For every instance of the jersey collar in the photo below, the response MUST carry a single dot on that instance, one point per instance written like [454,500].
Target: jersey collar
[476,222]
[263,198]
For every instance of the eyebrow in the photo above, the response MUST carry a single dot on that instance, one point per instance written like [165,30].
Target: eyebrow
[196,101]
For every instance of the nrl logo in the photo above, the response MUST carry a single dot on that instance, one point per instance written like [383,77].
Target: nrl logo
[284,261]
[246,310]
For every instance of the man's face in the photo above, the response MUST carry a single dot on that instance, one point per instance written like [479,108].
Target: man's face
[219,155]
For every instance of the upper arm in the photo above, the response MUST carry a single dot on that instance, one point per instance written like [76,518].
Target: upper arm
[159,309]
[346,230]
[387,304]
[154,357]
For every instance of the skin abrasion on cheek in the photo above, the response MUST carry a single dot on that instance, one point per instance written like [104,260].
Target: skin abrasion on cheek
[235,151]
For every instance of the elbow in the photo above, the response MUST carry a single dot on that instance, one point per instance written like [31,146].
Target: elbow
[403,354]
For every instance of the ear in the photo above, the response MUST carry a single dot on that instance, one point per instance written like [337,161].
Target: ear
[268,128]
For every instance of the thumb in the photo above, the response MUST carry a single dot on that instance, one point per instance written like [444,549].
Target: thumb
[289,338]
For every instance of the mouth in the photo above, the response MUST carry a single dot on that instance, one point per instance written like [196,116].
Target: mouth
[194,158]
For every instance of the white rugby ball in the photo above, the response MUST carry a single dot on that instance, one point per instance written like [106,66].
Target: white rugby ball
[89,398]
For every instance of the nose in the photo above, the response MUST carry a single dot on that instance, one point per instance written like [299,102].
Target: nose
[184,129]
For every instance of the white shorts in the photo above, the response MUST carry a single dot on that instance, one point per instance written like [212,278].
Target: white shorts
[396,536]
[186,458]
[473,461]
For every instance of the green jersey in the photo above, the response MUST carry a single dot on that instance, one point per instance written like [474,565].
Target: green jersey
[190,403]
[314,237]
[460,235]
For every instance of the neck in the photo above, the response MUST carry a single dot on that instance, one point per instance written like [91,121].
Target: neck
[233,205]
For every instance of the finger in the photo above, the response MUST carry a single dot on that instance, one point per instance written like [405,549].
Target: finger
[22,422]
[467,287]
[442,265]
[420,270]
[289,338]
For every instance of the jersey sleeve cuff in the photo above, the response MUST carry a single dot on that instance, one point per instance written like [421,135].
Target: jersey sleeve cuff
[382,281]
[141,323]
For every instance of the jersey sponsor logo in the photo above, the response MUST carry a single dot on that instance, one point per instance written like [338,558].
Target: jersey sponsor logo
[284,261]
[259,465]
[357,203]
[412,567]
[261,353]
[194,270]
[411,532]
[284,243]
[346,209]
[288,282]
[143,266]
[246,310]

**WHAT YOU NEED TO DO:** Lay out the data above as a two-column CSV with the headers text and answer, starting with the line containing "For every instance of the white shorts" and going on through the end of the data. Each row should hold one text and its answer, each in a single quoted field with line breaks turned into spaces.

**TASK RESPONSE:**
text,answer
"For every instance of the white shorts in the photo above, the response MUST carry a single dot on that instance, one point per instance written like [212,278]. Target: white shorts","[396,536] [186,458] [473,461]"
"For every instance of the green jersey in the photo above, the response MUST carry a single dot on that instance, one point per instance written like [474,565]. Target: green jersey","[190,403] [314,237] [460,235]"
"For every instance of the neck in the photo above, the response MUST carry a single dot on that instance, one point per instance written like [91,121]. Target: neck","[233,205]"
"For every instance of the finger in the photo above, the response MUST carry a single dot on that instance, one point per instance written like [405,549]. Target: finger","[22,422] [467,287] [442,265] [420,270] [289,338]"
"For every instance of the jersey sleeve cuff in the photo above, the response MUST carry a single dot on that instance, one point per instance written like [421,135]. Target: jersey sleeve cuff","[382,281] [141,323]"
"For every instance of the jersey sponsor logo in the photo above, the response MUST carry a single dot on that instance, one point per instance written like [338,558]. Target: jersey sponsor logo","[284,261] [259,465] [357,203] [412,567] [261,353] [194,270] [411,532] [284,243] [346,209] [288,282] [143,266] [246,310]"